(Saved entries)

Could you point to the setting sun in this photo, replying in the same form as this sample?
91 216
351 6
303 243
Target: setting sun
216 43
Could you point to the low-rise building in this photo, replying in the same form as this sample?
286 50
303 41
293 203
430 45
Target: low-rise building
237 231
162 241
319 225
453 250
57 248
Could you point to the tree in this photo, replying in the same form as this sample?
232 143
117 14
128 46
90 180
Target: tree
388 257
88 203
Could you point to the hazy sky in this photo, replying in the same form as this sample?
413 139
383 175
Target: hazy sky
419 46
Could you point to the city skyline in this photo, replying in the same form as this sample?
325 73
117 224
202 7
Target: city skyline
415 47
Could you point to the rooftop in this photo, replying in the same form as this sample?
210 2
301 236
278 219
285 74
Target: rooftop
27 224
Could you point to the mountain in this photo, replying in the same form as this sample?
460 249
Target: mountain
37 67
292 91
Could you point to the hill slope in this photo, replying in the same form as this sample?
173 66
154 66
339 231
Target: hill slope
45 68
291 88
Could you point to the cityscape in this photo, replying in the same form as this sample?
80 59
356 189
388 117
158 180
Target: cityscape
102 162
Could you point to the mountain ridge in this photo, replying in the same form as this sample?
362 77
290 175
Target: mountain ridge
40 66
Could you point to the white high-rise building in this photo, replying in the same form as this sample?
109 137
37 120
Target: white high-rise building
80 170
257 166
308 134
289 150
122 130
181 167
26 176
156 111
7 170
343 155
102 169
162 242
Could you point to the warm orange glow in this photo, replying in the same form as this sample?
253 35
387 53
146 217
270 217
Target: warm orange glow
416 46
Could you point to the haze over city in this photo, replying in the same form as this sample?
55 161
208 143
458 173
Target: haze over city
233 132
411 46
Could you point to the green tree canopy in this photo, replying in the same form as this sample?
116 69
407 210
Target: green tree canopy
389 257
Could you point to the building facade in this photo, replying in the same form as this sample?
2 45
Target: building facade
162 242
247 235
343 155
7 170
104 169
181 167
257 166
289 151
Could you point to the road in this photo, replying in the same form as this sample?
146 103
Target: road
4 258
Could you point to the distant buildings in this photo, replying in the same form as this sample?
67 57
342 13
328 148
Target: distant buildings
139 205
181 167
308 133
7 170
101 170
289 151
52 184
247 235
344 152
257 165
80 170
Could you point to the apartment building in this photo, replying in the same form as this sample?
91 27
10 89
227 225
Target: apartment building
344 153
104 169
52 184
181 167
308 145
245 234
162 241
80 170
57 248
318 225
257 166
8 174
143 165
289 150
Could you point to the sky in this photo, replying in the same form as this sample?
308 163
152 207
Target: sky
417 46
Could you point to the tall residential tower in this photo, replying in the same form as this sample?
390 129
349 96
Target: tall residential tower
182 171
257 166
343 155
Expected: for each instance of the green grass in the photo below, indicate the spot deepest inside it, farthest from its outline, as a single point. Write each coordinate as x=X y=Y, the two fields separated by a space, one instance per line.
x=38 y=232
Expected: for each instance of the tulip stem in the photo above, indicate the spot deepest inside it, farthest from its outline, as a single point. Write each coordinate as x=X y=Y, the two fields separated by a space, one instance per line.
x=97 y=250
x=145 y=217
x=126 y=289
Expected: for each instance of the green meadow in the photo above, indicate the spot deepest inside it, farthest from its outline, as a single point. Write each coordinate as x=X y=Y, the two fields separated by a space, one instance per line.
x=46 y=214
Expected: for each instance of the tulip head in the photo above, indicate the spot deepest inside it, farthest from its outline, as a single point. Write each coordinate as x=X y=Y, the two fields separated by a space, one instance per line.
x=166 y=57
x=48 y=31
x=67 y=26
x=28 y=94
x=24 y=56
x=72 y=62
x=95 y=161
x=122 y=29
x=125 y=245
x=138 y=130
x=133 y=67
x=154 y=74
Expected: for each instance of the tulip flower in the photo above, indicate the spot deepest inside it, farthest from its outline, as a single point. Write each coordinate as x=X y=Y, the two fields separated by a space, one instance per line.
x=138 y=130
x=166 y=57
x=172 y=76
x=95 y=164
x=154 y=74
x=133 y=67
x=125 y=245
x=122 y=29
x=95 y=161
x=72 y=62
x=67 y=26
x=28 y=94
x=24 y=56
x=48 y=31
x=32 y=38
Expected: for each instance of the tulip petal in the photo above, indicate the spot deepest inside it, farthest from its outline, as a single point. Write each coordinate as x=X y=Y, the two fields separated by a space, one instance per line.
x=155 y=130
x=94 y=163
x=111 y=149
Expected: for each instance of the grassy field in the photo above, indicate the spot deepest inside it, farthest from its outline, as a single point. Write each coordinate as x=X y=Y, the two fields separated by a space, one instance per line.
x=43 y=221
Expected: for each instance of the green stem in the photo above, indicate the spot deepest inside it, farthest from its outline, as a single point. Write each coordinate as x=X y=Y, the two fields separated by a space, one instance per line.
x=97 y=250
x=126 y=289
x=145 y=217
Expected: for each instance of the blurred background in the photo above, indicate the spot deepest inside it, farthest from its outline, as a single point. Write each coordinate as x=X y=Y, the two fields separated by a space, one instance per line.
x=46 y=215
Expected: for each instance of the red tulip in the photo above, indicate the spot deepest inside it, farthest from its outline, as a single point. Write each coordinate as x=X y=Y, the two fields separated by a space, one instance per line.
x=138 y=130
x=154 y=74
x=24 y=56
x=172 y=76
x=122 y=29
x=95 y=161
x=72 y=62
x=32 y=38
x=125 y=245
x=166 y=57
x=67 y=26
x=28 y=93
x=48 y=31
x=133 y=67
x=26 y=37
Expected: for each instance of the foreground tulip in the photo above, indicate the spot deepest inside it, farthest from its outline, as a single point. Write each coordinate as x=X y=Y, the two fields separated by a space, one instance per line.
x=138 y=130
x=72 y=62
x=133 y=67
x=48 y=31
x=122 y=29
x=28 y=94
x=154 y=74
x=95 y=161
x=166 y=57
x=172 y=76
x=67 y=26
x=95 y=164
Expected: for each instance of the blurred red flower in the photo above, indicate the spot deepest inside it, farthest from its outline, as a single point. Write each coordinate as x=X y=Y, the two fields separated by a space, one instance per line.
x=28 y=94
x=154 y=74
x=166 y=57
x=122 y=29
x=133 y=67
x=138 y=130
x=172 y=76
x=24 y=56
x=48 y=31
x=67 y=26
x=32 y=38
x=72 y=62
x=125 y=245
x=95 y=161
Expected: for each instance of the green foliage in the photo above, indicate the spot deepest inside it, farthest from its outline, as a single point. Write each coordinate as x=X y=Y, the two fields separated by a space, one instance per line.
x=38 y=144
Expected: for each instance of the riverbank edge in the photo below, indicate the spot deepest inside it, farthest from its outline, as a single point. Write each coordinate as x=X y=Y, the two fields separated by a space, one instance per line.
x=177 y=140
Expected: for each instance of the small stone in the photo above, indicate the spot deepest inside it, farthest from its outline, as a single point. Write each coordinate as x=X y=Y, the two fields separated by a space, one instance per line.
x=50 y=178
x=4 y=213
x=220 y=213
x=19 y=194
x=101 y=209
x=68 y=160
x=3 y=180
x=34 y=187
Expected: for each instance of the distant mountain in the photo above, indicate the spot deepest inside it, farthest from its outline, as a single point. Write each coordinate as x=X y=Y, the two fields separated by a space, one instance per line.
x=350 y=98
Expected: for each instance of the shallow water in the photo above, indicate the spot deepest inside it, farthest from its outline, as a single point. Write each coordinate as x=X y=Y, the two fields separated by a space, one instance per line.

Directions
Nothing may be left out. Retype all the entries exactly.

Expected answer
Could you point to the setting sun in this photo, replying in the same form as this sample?
91 216
351 6
303 243
Target: setting sun
216 43
Could you point to the low-rise building in this photo, replying in the same form as this sample?
286 50
303 41
293 203
430 45
Target: low-rise building
237 231
162 241
319 225
453 250
57 248
Could you point to the tree in this photo, replying in the same form as this sample?
232 143
117 14
128 46
90 180
Target: tree
388 257
88 203
Could you point to the hazy sky in this photo, replying in the same form as this sample?
413 139
383 175
Target: hazy sky
419 46
Could you point to the city skyline in this photo, replying in the same form as this sample?
325 73
117 224
202 7
Target: city skyline
415 47
Could you point to the rooftop in this photo, replying in the same form as this sample?
210 2
301 236
278 219
285 74
Target: rooftop
27 224
Could you point to the mountain in this photo, replying in the same form as this sample?
460 249
Target: mountain
37 67
292 91
Could you point to the hill slope in this photo, replying in the same form as this sample?
173 66
154 66
339 231
Target: hill slope
45 68
291 88
Could you point to the cityscape in this photo, replying in the same form as this sample?
80 59
356 189
388 117
158 180
Target: cityscape
102 162
Could you point to the mountain ridge in this photo, replying in the same form as this sample?
362 77
290 175
Target: mountain ridge
40 66
Could you point to the white high-rise building in this photo, replying in the same form as this sample?
109 137
37 120
Target: white high-rise building
80 170
257 166
308 134
289 150
122 130
181 167
26 176
156 111
7 170
343 155
102 169
162 242
Could you point to the warm orange glow in this photo, replying in the same form as this sample?
253 35
387 53
146 217
270 217
Target: warm orange glow
416 46
Could you point to the haze over city in this photo, replying in the same form as this sample?
55 161
208 143
458 173
Target: haze over city
233 132
411 46
Could you point to the green tree canopy in this photo, replying in the same form as this sample?
116 69
407 210
Target: green tree canopy
389 257
Could you point to the building facade in this photo, replying in the same form as this sample?
2 45
Target: building facade
162 242
247 235
343 155
7 170
104 169
181 167
257 166
289 151
Could you point to the road in this photo, replying in the same form as this sample?
146 103
Target: road
4 258
Could you point to the distant buildings in this photo, replying in the same form as this sample?
67 57
342 13
328 148
Target: distant buildings
139 205
181 167
308 133
7 170
101 170
289 151
52 184
247 235
344 152
257 165
80 170
Could you point to the apartment building in this photo, replying in the same form as this sample?
91 27
10 89
227 225
Target: apartment building
344 153
104 169
52 184
181 167
308 145
245 234
162 241
80 170
57 248
318 225
257 166
8 174
143 165
289 150
Could you point to the sky in this photo, replying in the same form as this sample?
308 163
152 207
Target: sky
417 46
Could you point to the tall residential tower in this photo, replying in the same form as this sample?
390 129
349 96
Target: tall residential tower
182 171
257 166
343 155
Expected: for each instance of the green grass in the photo below, indicate the spot deepest inside it, farthest from its outline, as a single point. Write each coordinate as x=X y=Y, the two fields separated by a space, one instance per line.
x=38 y=232
Expected: for each instance of the tulip stem in the photo above, indicate the spot deepest inside it, farthest from its outline, as a single point. Write each coordinate as x=X y=Y, the two fields separated by a space, one instance per line.
x=97 y=250
x=145 y=217
x=126 y=289
Expected: for each instance of the green meadow in the photo above, indicate the spot deepest inside it, farthest from its outline, as a single point. Write each coordinate as x=X y=Y, the two fields separated by a space, one instance per line.
x=46 y=214
Expected: for each instance of the tulip head in the photo above, indicate the spot deepest inside it, farthest from its outline, as a single point. Write each coordinate as x=X y=Y, the two fields separated by a space, one instance per line.
x=166 y=57
x=48 y=31
x=67 y=26
x=28 y=94
x=24 y=56
x=72 y=62
x=95 y=161
x=122 y=29
x=125 y=245
x=138 y=130
x=133 y=67
x=154 y=74
Expected: for each instance of the tulip flower in the photo above, indicate the spot deepest inside it, farthest from its outline, as a single point. Write each coordinate as x=X y=Y, the two fields separated by a space, one instance per line.
x=138 y=130
x=166 y=57
x=172 y=76
x=95 y=164
x=154 y=74
x=133 y=67
x=125 y=245
x=122 y=29
x=95 y=161
x=72 y=62
x=67 y=26
x=28 y=94
x=24 y=56
x=48 y=31
x=32 y=38
Expected: for each instance of the tulip petal in the photo above, indicate the spot deepest inside it, farthest from its outline, as a single point. Write each coordinate as x=X y=Y, the two fields separated by a space, one instance per line.
x=155 y=130
x=94 y=163
x=111 y=149
Expected: for each instance of the grassy field in the photo above, indicate the spot deepest inside it, farthest from its outline, as a single point. Write each coordinate as x=X y=Y, the two fields separated by a space, one instance per line.
x=43 y=221
Expected: for each instance of the green stem in the photo above, indicate the spot deepest inside it, farthest from its outline, as a single point. Write each coordinate as x=X y=Y, the two fields separated by a space, one instance per line.
x=97 y=250
x=126 y=289
x=145 y=217
Expected: for each instance of the blurred background in the photo above, indicate the spot deepest inside it, farthest from its outline, as a single point. Write each coordinate as x=X y=Y, the two fields separated by a space, one instance per line.
x=46 y=215
Expected: for each instance of the red tulip in the photo above, indicate the spot deepest inside it, farthest from its outline, as a single point. Write each coordinate as x=X y=Y, the two fields separated by a space, one instance per line.
x=138 y=130
x=154 y=74
x=24 y=56
x=172 y=76
x=122 y=29
x=95 y=161
x=72 y=62
x=32 y=38
x=125 y=245
x=166 y=57
x=67 y=26
x=28 y=93
x=48 y=31
x=133 y=67
x=26 y=37
Expected: for each instance of the foreground tulip in the photo above, indicate the spot deepest inside it, farthest from its outline, as a single point. Write each coordinate as x=X y=Y, the two fields separated by a space, one instance per line.
x=138 y=130
x=72 y=62
x=133 y=67
x=48 y=31
x=122 y=29
x=28 y=94
x=154 y=74
x=95 y=161
x=166 y=57
x=172 y=76
x=67 y=26
x=95 y=164
Expected: for each instance of the blurred red flower in the photo above, indicate the spot deepest inside it, farthest from its outline, as a single point. Write each coordinate as x=X y=Y, the two fields separated by a space, one instance per line.
x=28 y=94
x=154 y=74
x=166 y=57
x=122 y=29
x=133 y=67
x=138 y=130
x=172 y=76
x=24 y=56
x=48 y=31
x=67 y=26
x=32 y=38
x=72 y=62
x=125 y=245
x=95 y=161
Expected: for each instance of the green foliage in the photo above, indicate the spot deepest inside it, farthest from its outline, as a single point. Write each coordinate as x=X y=Y, the two fields separated by a space, one instance per line.
x=38 y=144
Expected: for each instance of the riverbank edge in the photo below, indicate the spot deepest inside it, farthest from its outline, as a single point. Write each coordinate as x=X y=Y, the two fields separated by a space, one instance per line.
x=177 y=140
Expected: for each instance of the small stone in the photo above, indicate the spot deepest inside it, farthest from its outline, as a single point. Write each coordinate as x=X y=Y, the two fields separated by a space, one instance per line.
x=50 y=178
x=4 y=213
x=220 y=213
x=19 y=194
x=101 y=209
x=68 y=160
x=3 y=180
x=34 y=187
Expected: for each instance of the distant mountain in the photo above, indicate the spot deepest inside it, farthest from its outline, as a single point. Write each coordinate as x=X y=Y, the two fields separated by a space, one instance per line.
x=350 y=98
Expected: for each instance of the shallow water in the photo above, indicate the spot deepest inside it, farthest from its outline, as a single point. Write each coordinate as x=X y=Y, the two fields separated by a space, one instance per line.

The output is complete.